Task prompt: Copy out the items below, changing every "top-left followed by bottom-right" to "upper-left followed by lower-right" and keeping the rest the same.

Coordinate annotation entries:
__________________________________________________
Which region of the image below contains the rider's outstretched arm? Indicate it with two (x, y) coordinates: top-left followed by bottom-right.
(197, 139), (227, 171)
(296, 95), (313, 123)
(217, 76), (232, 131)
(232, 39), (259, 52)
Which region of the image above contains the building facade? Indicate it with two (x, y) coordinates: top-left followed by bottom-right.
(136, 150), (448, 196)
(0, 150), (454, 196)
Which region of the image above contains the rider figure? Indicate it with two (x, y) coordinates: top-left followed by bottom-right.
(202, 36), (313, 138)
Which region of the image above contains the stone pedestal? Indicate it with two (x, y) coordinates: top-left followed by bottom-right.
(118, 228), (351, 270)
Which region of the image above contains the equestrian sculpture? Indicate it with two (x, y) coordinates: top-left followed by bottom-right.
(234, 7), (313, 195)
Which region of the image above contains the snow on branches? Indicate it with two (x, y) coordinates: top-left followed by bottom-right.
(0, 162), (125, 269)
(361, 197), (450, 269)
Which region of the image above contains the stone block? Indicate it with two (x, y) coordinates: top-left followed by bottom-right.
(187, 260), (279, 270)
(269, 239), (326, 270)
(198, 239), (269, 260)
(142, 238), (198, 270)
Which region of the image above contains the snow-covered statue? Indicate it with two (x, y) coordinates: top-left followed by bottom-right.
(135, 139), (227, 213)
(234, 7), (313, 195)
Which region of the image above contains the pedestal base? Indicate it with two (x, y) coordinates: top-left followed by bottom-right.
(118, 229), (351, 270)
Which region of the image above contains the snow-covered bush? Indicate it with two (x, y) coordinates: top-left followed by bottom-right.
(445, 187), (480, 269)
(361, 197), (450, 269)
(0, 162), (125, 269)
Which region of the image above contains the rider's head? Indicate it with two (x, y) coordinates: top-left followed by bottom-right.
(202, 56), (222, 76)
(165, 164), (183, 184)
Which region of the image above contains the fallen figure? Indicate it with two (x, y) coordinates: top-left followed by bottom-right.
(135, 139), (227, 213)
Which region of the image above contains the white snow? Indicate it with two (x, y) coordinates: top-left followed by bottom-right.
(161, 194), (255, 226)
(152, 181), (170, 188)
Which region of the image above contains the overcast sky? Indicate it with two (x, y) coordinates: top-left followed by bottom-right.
__________________________________________________
Worked solution:
Which region of the image below contains the rider's outstretched arm? Indicate it with two (x, y) coordinates: upper-left followed by lower-right.
(197, 139), (227, 171)
(296, 95), (313, 123)
(217, 76), (232, 131)
(232, 39), (259, 52)
Which region of the image above contains the building facade? Indicate it with two (x, y) coordinates: upper-left followed by lower-right.
(136, 150), (448, 196)
(0, 150), (454, 196)
Which region of the image above contains the rider figure? Indicate it with two (x, y) coordinates: upper-left followed by lower-right.
(202, 36), (313, 138)
Which region of the image above contains the stone pedestal? Indicate it with two (x, y) coordinates: upper-left followed by lower-right.
(118, 228), (351, 270)
Which region of the image above contains the equestrian sculpture? Indicate it with two (x, y) coordinates: upper-left followed by lower-right.
(234, 7), (313, 195)
Which region of the image above contains the snow on branches? Indicate it with two (x, y) coordinates: upper-left followed by lower-right.
(0, 162), (125, 269)
(361, 197), (450, 269)
Which region of the image above contains the stone block? Indicate it with two (x, y) coordinates: upper-left followed by lower-right.
(187, 260), (279, 270)
(269, 239), (326, 270)
(198, 239), (269, 260)
(142, 238), (198, 270)
Which region of the image above contains the snow-covered statue? Indicate it with two (x, y) coordinates: upper-left followed by lower-right.
(135, 139), (227, 213)
(234, 7), (313, 195)
Which region of the image above contains the pedestal base? Indicate it with two (x, y) coordinates: upper-left followed by lower-right.
(118, 229), (351, 270)
Which region of the image above contains the snow-covered bush? Indicate it with two (x, y) coordinates: upper-left followed by lower-right.
(445, 187), (480, 269)
(361, 197), (450, 269)
(0, 162), (125, 269)
Which region of the image above contains the rider's head? Indicate it with two (x, y) coordinates: upper-left followed by lower-right.
(202, 56), (222, 76)
(165, 164), (183, 184)
Which region of the image above contains the fallen figure? Indicate it with two (x, y) coordinates: upper-left followed by lower-right.
(135, 139), (227, 213)
Which region of the image above contains the white snow? Indicate it with two (x, y) coordinates: upper-left followed by lower-right.
(161, 194), (255, 226)
(152, 181), (170, 188)
Which region of the image above contains the overcast sky? Indicate it with two (x, y) coordinates: upper-left followed by lower-right.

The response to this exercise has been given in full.